EXERCISE: When you return the entries, keep every word and mark exactly as it is.

(Saved data entries)
= Beginning of Section =

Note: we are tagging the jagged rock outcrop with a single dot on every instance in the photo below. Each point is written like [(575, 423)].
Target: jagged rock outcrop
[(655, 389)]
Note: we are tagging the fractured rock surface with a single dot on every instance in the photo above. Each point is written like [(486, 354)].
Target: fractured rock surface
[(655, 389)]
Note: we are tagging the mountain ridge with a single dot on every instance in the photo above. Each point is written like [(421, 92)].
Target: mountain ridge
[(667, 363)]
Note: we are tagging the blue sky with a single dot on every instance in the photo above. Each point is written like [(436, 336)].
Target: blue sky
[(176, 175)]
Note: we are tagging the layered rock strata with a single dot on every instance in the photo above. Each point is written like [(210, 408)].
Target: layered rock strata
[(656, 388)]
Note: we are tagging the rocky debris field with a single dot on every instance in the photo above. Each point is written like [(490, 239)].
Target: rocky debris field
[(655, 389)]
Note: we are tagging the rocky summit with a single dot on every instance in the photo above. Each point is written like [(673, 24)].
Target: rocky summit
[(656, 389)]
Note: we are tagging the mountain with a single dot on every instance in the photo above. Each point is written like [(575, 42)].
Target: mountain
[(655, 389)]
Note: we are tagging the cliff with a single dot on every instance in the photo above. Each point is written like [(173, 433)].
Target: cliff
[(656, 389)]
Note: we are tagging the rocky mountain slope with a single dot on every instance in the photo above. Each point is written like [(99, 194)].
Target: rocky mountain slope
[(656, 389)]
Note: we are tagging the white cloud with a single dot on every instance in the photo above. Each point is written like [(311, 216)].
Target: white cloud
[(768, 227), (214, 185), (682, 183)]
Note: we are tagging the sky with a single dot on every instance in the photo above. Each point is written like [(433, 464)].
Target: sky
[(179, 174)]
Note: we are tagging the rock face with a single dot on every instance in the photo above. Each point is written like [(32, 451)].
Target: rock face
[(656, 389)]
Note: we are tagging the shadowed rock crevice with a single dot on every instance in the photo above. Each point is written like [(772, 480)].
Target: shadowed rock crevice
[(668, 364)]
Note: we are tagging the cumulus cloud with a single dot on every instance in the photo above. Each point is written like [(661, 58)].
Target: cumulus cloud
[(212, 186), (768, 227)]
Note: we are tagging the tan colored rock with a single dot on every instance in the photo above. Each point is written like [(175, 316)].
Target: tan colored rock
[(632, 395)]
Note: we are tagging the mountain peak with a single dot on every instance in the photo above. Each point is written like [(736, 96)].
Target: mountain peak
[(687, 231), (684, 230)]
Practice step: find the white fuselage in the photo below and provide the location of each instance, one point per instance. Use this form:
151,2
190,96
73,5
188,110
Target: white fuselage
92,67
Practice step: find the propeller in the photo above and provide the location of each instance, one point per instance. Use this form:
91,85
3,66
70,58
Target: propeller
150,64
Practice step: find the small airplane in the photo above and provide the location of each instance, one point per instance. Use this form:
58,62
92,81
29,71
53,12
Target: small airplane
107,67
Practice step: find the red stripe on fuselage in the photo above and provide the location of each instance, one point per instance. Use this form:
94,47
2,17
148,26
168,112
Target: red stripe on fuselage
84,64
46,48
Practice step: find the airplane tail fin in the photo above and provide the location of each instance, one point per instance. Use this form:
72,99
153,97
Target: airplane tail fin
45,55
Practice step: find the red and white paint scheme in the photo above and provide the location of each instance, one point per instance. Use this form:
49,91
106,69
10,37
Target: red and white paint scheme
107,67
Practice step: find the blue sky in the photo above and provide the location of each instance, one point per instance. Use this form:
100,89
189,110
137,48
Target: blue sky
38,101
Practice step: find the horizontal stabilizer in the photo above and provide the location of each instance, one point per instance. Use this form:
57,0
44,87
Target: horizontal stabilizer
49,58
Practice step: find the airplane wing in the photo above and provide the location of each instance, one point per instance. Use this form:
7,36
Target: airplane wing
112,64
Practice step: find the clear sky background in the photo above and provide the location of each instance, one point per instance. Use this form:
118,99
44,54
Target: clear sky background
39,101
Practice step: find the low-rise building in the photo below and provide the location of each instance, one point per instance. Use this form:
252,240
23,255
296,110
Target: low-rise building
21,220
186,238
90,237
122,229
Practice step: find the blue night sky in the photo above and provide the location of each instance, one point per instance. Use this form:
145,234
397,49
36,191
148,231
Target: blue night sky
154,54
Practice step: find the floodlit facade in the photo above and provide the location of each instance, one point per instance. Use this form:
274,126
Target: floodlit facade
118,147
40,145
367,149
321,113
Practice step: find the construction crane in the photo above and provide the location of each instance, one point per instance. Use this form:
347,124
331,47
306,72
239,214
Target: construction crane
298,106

= End of Section =

FINAL ANSWER:
Note: we are tagging the jagged rock outcrop with a single dot on every instance in the photo below. Each point is written like [(575, 423)].
Target: jagged rock outcrop
[(655, 389)]
Note: we are tagging the fractured rock surface with a single dot on every instance in the photo above. Each point is written like [(486, 354)].
Target: fractured rock surface
[(655, 389)]
Note: we are tagging the mountain ridge with a single dot on every instance in the photo above. Each point is written like [(421, 92)].
Target: mountain ridge
[(667, 363)]
Note: we are tagging the blue sky with a single dot on every instance in the photo above. Each point is written like [(436, 336)].
Target: blue sky
[(176, 175)]
Note: we are tagging the layered rock strata with a single dot on every instance in the photo above. Each point is written like [(210, 408)].
Target: layered rock strata
[(656, 388)]
Note: we are tagging the rocky debris field with a single dot on every instance in the photo above. Each point is written like [(490, 239)].
Target: rocky debris field
[(655, 389)]
Note: we are tagging the rocky summit with a single dot on every instance in the photo above. Each point is written like [(673, 24)].
Target: rocky summit
[(656, 389)]
Note: we are tagging the mountain with a single dot on every instance in the photo above. Each point is written like [(575, 42)].
Target: mountain
[(655, 389)]
Note: we are tagging the cliff with a single dot on every instance in the photo above. Each point is written like [(173, 433)].
Target: cliff
[(656, 389)]
Note: we are tagging the rocky mountain slope with a single dot on every instance in the photo above. Each point is written like [(99, 194)].
Target: rocky mountain slope
[(656, 389)]
Note: we are tagging the white cloud with a single dot on every instance in the photo above. Each point is written like [(311, 216)].
Target: white cloud
[(768, 227), (214, 185), (682, 183)]
Note: we are tagging the sky with a single dot on every instance in the photo above. Each point is written like [(433, 464)].
Target: sky
[(179, 174)]
Note: we are tagging the rock face with a single dot on every instance in the photo above. Each point is written like [(32, 451)].
Target: rock face
[(656, 389)]
Note: we are tagging the shadowed rock crevice with a single dot on every instance in the photo above. Each point is written like [(772, 480)].
Target: shadowed rock crevice
[(668, 364)]
Note: we are tagging the cumulus cloud with a single dot on every instance in the photo above. Each point is written like [(661, 58)].
Target: cumulus cloud
[(212, 186), (768, 227)]
Note: we are tagging the tan colored rock with a single dot on every instance in the photo above. Each point is written like [(175, 316)].
Target: tan colored rock
[(632, 395)]
Note: we are tagging the mountain peak with a single dot on every instance in the photo above. Each point is written like [(736, 96)].
Target: mountain peak
[(687, 231), (684, 230)]
Practice step: find the white fuselage in the photo below and provide the location of each instance, one point per instance. Use this form:
151,2
190,96
73,5
188,110
Target: white fuselage
92,67
Practice step: find the propeller in the photo above and provide the location of each instance, one point per instance. Use this form:
91,85
3,66
70,58
Target: propeller
150,64
Practice step: find the small airplane in the photo above and provide the location of each instance, one point per instance. Use this form:
58,62
92,81
29,71
53,12
Target: small airplane
107,67
Practice step: find the red stripe on fuselage in the photo above and provide the location of each instance, one point per instance. Use this form:
94,47
2,17
148,26
168,112
Target: red stripe on fuselage
84,64
46,48
Practice step: find the airplane tail fin in the photo above and provide the location of each instance, one point per instance. Use this form:
72,99
153,97
Target: airplane tail fin
45,55
Practice step: find the red and white paint scheme in the photo above and provide the location of each instance, one point per instance. Use this form:
49,91
106,69
10,37
Target: red and white paint scheme
107,67
Practice step: find the blue sky in the photo above and provide the location of each instance, one point per instance. Use this form:
100,89
189,110
137,48
Target: blue sky
38,101
Practice step: find the horizontal stabilizer in the photo above and provide the location of each instance, one point per instance. Use this form:
57,0
44,87
Target: horizontal stabilizer
49,58
Practice step: find the airplane wing in the photo above and provide the location of each instance, one point per instance. Use this form:
7,36
Target: airplane wing
112,64
Practice step: find the clear sky background in the photo above and provide the location of each instance, one point per instance. Use this form:
118,99
44,54
Target: clear sky background
39,101
Practice step: find the low-rise building in the photo below and provide the location of each instance, one point per instance. Use this form:
252,240
23,255
296,110
Target: low-rise building
21,220
186,238
90,237
122,229
Practice step: find the blue night sky in the photo above and provide the location of each instance, one point per instance. Use this form:
145,234
397,49
36,191
148,231
Target: blue night sky
154,54
Practice step: find the floodlit facade in the photo above and provide the location of each instance, one point per instance. Use this form:
274,126
Target: floodlit facade
118,147
40,145
367,149
321,113
Practice step: find the construction crane in the photo above and provide the location of each instance, one point per instance. Use this form:
347,124
331,47
306,72
239,214
Target: construction crane
298,106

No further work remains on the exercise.